◆ DATA EXCERPTS ◆
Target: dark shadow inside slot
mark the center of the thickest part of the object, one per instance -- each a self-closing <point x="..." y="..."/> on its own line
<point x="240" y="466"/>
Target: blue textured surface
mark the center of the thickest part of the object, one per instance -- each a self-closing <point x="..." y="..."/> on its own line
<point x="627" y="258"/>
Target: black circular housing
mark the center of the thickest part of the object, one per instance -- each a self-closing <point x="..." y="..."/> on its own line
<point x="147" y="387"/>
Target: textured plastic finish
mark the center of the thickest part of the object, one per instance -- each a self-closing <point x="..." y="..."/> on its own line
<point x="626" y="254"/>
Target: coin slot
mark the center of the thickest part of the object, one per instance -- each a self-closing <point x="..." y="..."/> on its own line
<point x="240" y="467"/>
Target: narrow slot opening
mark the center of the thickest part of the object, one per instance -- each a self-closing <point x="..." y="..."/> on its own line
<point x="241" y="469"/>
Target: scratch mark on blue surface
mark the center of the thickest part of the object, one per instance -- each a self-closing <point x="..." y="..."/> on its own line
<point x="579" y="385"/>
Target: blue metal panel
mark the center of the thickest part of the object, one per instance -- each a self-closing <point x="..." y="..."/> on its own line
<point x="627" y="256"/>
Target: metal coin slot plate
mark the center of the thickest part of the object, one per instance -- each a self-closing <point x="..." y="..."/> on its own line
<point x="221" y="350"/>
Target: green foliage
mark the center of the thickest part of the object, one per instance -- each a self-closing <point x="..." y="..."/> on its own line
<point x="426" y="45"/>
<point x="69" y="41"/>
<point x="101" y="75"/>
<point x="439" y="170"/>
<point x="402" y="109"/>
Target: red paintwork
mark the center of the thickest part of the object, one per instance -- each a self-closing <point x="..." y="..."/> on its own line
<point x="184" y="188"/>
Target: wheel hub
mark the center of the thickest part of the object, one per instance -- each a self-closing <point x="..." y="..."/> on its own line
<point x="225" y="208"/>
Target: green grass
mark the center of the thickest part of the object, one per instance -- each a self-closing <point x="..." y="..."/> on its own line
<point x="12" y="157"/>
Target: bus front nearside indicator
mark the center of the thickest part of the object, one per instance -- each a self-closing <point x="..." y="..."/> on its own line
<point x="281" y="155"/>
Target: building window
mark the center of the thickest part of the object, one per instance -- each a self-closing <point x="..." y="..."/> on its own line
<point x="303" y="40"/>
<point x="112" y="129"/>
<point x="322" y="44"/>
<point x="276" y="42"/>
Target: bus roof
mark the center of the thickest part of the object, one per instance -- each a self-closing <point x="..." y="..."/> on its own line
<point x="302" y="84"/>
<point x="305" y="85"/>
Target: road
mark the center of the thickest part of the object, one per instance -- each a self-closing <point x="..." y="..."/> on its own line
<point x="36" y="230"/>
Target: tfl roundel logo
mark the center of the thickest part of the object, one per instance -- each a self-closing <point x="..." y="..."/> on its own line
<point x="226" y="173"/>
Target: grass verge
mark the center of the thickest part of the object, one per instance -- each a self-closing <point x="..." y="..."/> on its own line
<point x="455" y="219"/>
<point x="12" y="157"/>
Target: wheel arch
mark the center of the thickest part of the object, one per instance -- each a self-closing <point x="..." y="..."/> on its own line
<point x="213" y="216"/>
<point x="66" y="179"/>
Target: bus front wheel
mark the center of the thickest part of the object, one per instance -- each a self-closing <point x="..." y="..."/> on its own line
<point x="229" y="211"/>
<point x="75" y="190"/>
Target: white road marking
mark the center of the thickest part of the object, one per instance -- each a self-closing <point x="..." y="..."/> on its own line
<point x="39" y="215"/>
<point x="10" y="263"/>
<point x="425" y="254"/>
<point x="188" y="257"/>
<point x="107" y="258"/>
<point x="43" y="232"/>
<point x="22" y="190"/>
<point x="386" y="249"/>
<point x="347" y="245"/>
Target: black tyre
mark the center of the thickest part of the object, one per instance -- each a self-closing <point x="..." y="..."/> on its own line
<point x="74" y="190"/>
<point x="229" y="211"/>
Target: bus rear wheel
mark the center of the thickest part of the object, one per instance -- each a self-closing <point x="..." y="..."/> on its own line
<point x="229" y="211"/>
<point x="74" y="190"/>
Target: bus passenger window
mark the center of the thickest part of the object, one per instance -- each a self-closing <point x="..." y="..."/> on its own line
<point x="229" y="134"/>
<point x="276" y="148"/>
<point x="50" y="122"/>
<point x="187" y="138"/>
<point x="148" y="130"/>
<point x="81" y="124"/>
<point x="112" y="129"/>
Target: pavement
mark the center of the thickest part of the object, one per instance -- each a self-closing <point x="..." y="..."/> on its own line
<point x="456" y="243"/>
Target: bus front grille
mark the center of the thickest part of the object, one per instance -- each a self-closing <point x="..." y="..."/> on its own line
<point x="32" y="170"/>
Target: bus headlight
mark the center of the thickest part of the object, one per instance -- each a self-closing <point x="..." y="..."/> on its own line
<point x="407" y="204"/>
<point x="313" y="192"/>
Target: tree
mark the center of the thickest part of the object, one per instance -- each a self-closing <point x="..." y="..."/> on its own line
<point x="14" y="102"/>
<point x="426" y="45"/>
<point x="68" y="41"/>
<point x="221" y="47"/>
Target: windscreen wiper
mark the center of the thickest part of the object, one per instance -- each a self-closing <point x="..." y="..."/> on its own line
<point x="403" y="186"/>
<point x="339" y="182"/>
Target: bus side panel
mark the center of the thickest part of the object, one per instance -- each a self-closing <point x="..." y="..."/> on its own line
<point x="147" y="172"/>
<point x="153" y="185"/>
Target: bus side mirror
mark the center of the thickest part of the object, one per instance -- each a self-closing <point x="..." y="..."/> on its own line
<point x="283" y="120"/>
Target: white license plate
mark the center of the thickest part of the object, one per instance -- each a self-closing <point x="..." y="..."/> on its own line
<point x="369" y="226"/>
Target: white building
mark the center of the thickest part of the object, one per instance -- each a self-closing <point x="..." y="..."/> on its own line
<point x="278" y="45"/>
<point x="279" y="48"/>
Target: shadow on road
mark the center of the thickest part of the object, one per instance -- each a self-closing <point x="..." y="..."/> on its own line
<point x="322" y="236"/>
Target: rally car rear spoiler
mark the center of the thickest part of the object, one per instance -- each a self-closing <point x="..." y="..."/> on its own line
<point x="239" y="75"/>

◆ YOUR GOAL ◆
Your task is to give back every record exactly.

◆ SOLUTION TO THIS TASK ◆
Target: dark shadow inside slot
mark the center of the thickest part of the object, one per instance -- each a self-closing <point x="..." y="..."/> on its own line
<point x="240" y="466"/>
Target: blue textured surface
mark the center of the thickest part of the object, one per instance -- each a self-closing <point x="..." y="..."/> on its own line
<point x="627" y="258"/>
Target: black circular housing
mark the center of the thickest part of the object, one per instance -- each a self-closing <point x="..." y="..."/> on its own line
<point x="147" y="387"/>
Target: textured plastic finish
mark the center of the thickest part of the object, one per instance -- each a self-closing <point x="..." y="..."/> on its own line
<point x="626" y="254"/>
Target: coin slot
mark the center of the thickest part of the object, one per instance -- each a self-closing <point x="..." y="..."/> on its own line
<point x="240" y="467"/>
Target: narrow slot opening
mark the center of the thickest part of the object, one per instance -- each a self-closing <point x="..." y="..."/> on its own line
<point x="241" y="469"/>
Target: scratch mark on blue surface
mark the center of the thickest part of the object, one per instance -- each a self-closing <point x="..." y="..."/> on its own line
<point x="579" y="385"/>
Target: blue metal panel
mark the center of the thickest part of the object, one per instance -- each a self-closing <point x="..." y="..."/> on its own line
<point x="627" y="256"/>
Target: metal coin slot plate
mark the center of the thickest part of the object, one per instance -- each a self-closing <point x="..." y="..."/> on its own line
<point x="221" y="350"/>
Target: green foliage
mark the center of the thickest part of the object, one per instance -- each a self-closing <point x="..." y="..."/> on its own line
<point x="426" y="45"/>
<point x="69" y="41"/>
<point x="101" y="75"/>
<point x="439" y="170"/>
<point x="402" y="109"/>
Target: red paintwork
mark the center of the thickest part of the object, one per instance -- each a self-closing <point x="..." y="..."/> on its own line
<point x="184" y="188"/>
Target: wheel hub
mark the center of the thickest part of the object, one per instance -- each a self-closing <point x="..." y="..."/> on its own line
<point x="225" y="208"/>
Target: green grass
mark the center of the thickest part of the object, one per instance -- each a self-closing <point x="..." y="..."/> on its own line
<point x="12" y="157"/>
Target: bus front nearside indicator
mark the center of the thickest part of the object, one per instance -- each a self-closing <point x="..." y="..."/> on its own line
<point x="281" y="155"/>
Target: building window
mark the center of the thickest part of the object, one per instance -- each a self-closing <point x="..." y="..."/> on its own line
<point x="303" y="40"/>
<point x="112" y="129"/>
<point x="322" y="44"/>
<point x="276" y="42"/>
Target: bus roof
mark the center of the thickest part of the object, one per instance -- each a self-closing <point x="..." y="..."/> on its own line
<point x="302" y="84"/>
<point x="305" y="85"/>
Target: road
mark the center of the thickest part of the object, one per instance -- each a self-closing <point x="..." y="..."/> on its own line
<point x="36" y="230"/>
Target: tfl roundel logo
mark the center of the thickest part of the object, one per instance -- each a self-closing <point x="..." y="..."/> on its own line
<point x="226" y="173"/>
Target: grass verge
mark the center of the thickest part of the object, one per instance -- each a self-closing <point x="..." y="..."/> on its own line
<point x="455" y="219"/>
<point x="12" y="157"/>
Target: wheel arch
mark the center of the thickest part of the object, one per instance -- each a self-closing <point x="..." y="..."/> on its own line
<point x="213" y="216"/>
<point x="66" y="179"/>
Target: bus front wheel
mark the center of the thickest part of the object, one per instance -- each a self-closing <point x="..." y="..."/> on its own line
<point x="229" y="211"/>
<point x="75" y="190"/>
Target: white road marking
mark the center of the thickest part of the object, one per instance -- each a self-closing <point x="..." y="..."/> on its own line
<point x="39" y="215"/>
<point x="10" y="263"/>
<point x="425" y="254"/>
<point x="188" y="257"/>
<point x="107" y="258"/>
<point x="43" y="232"/>
<point x="22" y="190"/>
<point x="386" y="249"/>
<point x="347" y="245"/>
Target: black tyre
mark the center of the thickest part of the object, one per instance -- each a self-closing <point x="..." y="..."/> on its own line
<point x="74" y="190"/>
<point x="229" y="211"/>
Target: bus rear wheel
mark the center of the thickest part of the object, one per instance -- each a self-closing <point x="..." y="..."/> on its own line
<point x="229" y="211"/>
<point x="74" y="190"/>
Target: bus passenger window
mark the center of the thickest part of the object, one per instance -- each a self-closing <point x="..." y="..."/> on its own line
<point x="229" y="134"/>
<point x="276" y="148"/>
<point x="50" y="122"/>
<point x="187" y="138"/>
<point x="148" y="130"/>
<point x="81" y="124"/>
<point x="112" y="129"/>
Target: pavement
mark the center of the thickest part of the object, one per instance -- each a self-closing <point x="..." y="..."/> on its own line
<point x="456" y="243"/>
Target: bus front grille
mark the center of the thickest part of the object, one per instance -- each a self-closing <point x="..." y="..."/> on its own line
<point x="32" y="170"/>
Target: bus headlight
mark the center of the thickest part of the object, one per instance -- each a self-closing <point x="..." y="..."/> on its own line
<point x="407" y="204"/>
<point x="313" y="192"/>
Target: tree
mark the center of the thickest part of the object, one per instance -- each a self-closing <point x="..." y="..."/> on its own line
<point x="14" y="102"/>
<point x="426" y="45"/>
<point x="68" y="41"/>
<point x="221" y="47"/>
Target: windscreen wiper
mark the center of the thickest part of the object, one per instance -- each a self-closing <point x="..." y="..."/> on its own line
<point x="403" y="186"/>
<point x="339" y="182"/>
Target: bus side panel
mark the center of the thickest part of the object, one per instance -- each a self-closing <point x="..." y="..."/> on its own line
<point x="147" y="172"/>
<point x="153" y="185"/>
Target: bus side mirror
mark the center of the thickest part of the object, one per instance -- each a self-closing <point x="..." y="..."/> on its own line
<point x="283" y="120"/>
Target: white license plate
mark the center of the thickest part of the object, one per instance -- each a self-closing <point x="..." y="..."/> on its own line
<point x="369" y="226"/>
Target: white building
mark the center of the thickest part of the object, one per instance -- each a self-closing <point x="..." y="..."/> on its own line
<point x="278" y="45"/>
<point x="279" y="48"/>
Target: shadow on road
mark the center of the thickest part of the object, one per instance -- each a self-closing <point x="..." y="..."/> on its own line
<point x="322" y="236"/>
Target: rally car rear spoiler
mark the center of the thickest part of the object, one per instance -- each a self-closing <point x="..." y="..."/> on its own line
<point x="239" y="75"/>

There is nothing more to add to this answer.